| OBJECTIVE |
Can you render the data as a Markdown table with a Row column for the row number and a Line column for the text, beginning at the line that contains "Check that every instance of the white sand" and stopping after the final line of the data? Leave out blank lines.

[Start ENTRIES SHOWN]

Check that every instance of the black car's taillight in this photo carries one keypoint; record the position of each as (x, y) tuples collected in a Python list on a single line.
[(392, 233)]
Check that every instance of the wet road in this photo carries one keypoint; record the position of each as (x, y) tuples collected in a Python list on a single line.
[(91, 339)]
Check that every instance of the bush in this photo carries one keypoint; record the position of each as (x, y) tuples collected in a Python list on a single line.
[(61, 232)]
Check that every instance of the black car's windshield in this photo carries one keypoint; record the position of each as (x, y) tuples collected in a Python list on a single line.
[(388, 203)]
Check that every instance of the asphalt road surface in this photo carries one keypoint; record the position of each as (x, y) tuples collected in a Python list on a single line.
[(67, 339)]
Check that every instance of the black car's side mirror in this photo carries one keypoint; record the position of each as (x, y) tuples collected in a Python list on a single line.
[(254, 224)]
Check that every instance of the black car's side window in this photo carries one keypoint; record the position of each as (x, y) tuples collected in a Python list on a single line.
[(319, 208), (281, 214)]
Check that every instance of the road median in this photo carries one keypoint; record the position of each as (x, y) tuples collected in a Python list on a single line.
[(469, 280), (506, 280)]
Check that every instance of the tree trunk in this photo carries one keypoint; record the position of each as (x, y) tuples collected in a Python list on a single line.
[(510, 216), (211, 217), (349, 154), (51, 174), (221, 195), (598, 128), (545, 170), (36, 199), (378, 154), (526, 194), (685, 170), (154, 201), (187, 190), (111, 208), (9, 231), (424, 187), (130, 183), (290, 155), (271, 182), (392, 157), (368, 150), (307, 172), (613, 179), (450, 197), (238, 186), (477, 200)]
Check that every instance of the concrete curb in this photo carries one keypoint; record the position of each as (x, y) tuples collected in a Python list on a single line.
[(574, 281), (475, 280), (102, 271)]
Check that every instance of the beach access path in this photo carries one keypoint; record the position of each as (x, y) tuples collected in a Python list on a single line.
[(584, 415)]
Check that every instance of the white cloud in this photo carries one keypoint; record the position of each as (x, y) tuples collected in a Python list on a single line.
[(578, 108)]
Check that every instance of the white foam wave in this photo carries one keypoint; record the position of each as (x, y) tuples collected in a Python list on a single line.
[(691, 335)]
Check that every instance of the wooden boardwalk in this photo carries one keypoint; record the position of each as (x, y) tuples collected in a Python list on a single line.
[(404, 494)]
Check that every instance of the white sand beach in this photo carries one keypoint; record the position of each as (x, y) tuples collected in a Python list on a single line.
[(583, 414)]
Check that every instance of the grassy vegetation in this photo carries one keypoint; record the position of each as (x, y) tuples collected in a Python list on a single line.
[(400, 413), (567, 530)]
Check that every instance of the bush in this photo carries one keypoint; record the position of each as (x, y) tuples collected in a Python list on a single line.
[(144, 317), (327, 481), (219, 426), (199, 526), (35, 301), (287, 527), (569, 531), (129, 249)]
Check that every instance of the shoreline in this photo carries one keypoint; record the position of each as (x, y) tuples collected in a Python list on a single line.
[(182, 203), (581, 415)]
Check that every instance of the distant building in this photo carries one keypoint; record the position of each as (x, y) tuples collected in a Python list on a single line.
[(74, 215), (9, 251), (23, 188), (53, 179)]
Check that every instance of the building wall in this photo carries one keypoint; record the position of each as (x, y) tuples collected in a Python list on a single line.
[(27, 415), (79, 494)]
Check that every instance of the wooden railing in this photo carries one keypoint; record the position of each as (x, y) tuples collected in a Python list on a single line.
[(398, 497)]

[End ENTRIES SHOWN]

| EXPECTED ANSWER |
| Row | Line |
|---|---|
| 1 | Check that every instance of the white sand beach in this photo carries one keypoint; record the position of each as (x, y) tuples collected in a Python list on a single line. |
| 2 | [(583, 414)] |
| 3 | Check that every instance of the grassy vegetation in this photo carries one keypoint; record the position of each as (x, y) tuples collected in a Python list on a single line. |
| 4 | [(400, 413), (567, 530)] |
| 5 | Check that every instance of the bush in this photo carries one keypoint; record the position of each as (x, y) tuples collected in a Python list on a single line. |
| 6 | [(144, 317), (327, 481), (219, 426), (199, 526), (35, 301), (287, 527), (569, 531), (129, 249)] |
| 7 | Check that every instance of the shoreline in this photo carries one keypoint; record the position of each as (x, y) tuples collected in a Python list on a single line. |
| 8 | [(182, 203), (581, 415)] |
| 9 | Check that every instance of the distant building in this photo carries one keypoint; record the position of each as (x, y) tuples collected in a Python list on a single line. |
| 10 | [(74, 215), (9, 251), (23, 188), (53, 179)] |
| 11 | Check that every instance of the building wall in this photo carries one keypoint; record the position of each as (x, y) tuples collected in a Python list on a single line. |
| 12 | [(27, 415), (79, 494)] |
| 13 | Check that every instance of the wooden railing in this photo carries one keypoint; record the position of each as (x, y) tuples collected in a Python list on a single line. |
| 14 | [(398, 497)] |